▶ Record set:
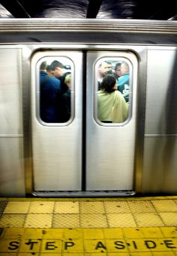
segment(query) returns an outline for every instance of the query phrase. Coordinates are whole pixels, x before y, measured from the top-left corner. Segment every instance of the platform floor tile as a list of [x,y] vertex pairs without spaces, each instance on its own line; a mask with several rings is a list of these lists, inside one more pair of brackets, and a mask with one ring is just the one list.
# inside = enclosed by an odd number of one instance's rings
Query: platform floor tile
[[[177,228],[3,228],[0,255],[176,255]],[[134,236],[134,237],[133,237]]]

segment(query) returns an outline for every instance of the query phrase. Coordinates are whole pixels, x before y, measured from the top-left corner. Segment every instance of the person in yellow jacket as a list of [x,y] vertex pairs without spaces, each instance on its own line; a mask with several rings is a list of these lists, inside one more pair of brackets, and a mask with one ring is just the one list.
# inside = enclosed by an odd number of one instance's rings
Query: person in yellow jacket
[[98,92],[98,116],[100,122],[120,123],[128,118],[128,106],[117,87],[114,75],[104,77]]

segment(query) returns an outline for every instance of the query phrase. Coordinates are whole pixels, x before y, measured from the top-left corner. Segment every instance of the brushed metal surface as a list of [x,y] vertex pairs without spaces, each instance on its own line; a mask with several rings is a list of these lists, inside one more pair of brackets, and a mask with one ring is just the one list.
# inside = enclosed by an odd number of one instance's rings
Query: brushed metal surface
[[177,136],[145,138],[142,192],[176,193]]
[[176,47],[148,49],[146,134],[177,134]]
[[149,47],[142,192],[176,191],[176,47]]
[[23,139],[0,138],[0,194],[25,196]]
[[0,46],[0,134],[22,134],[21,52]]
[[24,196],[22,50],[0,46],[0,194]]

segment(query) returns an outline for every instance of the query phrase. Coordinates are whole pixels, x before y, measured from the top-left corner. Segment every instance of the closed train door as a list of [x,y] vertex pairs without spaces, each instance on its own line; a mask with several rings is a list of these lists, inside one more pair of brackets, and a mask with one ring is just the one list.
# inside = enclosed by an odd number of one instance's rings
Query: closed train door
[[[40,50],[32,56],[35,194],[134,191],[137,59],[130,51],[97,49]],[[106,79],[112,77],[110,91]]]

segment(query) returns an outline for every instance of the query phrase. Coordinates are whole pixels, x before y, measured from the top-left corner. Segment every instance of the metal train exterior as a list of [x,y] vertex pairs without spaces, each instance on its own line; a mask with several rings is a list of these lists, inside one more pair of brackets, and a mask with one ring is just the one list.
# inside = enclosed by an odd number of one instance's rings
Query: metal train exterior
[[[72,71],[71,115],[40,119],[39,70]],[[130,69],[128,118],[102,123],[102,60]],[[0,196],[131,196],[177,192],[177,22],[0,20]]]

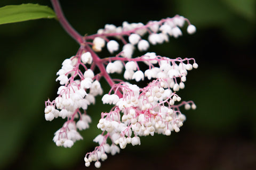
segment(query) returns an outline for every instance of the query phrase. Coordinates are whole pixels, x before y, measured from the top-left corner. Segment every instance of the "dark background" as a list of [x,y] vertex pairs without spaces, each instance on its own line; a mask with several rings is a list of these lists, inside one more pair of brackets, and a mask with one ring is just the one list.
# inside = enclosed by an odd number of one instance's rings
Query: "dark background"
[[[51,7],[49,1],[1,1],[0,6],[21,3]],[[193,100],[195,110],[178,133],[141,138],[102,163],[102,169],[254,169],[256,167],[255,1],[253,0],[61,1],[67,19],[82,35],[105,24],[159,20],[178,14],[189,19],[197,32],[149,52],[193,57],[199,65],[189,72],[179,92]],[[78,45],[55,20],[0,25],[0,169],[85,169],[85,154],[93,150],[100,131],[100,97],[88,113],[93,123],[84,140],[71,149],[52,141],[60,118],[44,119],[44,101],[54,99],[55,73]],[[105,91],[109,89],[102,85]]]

---

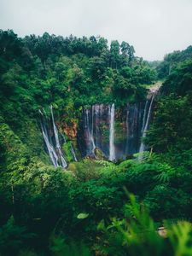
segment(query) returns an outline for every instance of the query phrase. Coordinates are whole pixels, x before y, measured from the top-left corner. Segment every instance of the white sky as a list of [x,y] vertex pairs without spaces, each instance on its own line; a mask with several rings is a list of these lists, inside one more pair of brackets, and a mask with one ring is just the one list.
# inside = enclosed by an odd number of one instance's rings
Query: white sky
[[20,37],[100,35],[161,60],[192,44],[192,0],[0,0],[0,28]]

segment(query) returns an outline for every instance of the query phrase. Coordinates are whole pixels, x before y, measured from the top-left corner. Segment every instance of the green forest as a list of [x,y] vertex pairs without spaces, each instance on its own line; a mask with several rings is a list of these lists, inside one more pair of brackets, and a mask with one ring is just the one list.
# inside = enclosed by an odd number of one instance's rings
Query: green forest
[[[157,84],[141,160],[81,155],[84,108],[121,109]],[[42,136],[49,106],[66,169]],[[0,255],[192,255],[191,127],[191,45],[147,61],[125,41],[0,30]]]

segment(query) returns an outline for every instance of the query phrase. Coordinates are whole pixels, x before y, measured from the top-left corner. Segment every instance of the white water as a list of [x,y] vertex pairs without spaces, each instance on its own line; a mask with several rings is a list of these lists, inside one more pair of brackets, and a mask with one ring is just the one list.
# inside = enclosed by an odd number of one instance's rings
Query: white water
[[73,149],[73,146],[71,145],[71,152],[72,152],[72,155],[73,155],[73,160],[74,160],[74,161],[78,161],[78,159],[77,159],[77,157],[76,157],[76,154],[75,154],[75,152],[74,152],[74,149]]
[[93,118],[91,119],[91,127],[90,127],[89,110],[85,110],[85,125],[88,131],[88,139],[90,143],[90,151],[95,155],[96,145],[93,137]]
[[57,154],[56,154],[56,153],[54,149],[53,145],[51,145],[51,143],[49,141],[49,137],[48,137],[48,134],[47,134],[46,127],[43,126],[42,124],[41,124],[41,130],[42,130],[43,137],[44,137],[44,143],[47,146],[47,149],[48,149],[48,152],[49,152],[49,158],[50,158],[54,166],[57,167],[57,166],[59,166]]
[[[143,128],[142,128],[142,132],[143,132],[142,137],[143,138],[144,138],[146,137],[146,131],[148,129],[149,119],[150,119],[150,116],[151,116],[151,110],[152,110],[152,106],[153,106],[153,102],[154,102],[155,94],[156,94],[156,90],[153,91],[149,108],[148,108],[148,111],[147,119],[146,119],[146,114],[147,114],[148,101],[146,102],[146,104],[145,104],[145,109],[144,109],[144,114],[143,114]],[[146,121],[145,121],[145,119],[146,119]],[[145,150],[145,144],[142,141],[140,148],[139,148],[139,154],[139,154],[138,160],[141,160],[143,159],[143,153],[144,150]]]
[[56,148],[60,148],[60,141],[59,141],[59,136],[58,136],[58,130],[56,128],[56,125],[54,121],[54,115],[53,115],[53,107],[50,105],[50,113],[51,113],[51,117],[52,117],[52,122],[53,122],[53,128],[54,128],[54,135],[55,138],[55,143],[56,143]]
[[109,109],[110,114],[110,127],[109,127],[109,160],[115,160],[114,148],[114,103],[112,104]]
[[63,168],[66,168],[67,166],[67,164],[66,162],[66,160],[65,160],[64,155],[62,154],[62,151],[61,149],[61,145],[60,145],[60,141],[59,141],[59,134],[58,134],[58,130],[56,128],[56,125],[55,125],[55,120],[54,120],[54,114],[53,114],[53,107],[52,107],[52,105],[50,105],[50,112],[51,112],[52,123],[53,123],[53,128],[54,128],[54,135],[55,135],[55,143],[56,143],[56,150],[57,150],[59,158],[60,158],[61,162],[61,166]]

▶ What the task requires: Identify each line of the material above that contains the string "water", and copy every such line in full.

▶ Task answer:
segment(query) returns an outline for every instance of the query phrase. Coordinates are whole pixels, x before y, measured from the top-left corner. Segment every instance of the white water as a list of [x,y] vertex pairs without spaces, each instance on its own line; a mask with several rings is a list of these lists, inside one more pair of brackets, and a mask with one ring is just the one list.
Query: white water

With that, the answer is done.